Copy each of the items below word for word, reproducing every line without any change.

▸ **Listing**:
========================================

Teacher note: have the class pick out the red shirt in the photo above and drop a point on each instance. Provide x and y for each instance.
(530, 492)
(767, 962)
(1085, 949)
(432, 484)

========================================

▸ **Answer to the exercise**:
Teacher note: have the class pick out the red shirt in the photo above and drop a point on each instance. Provide x and y for each instance.
(530, 492)
(767, 962)
(1085, 949)
(432, 484)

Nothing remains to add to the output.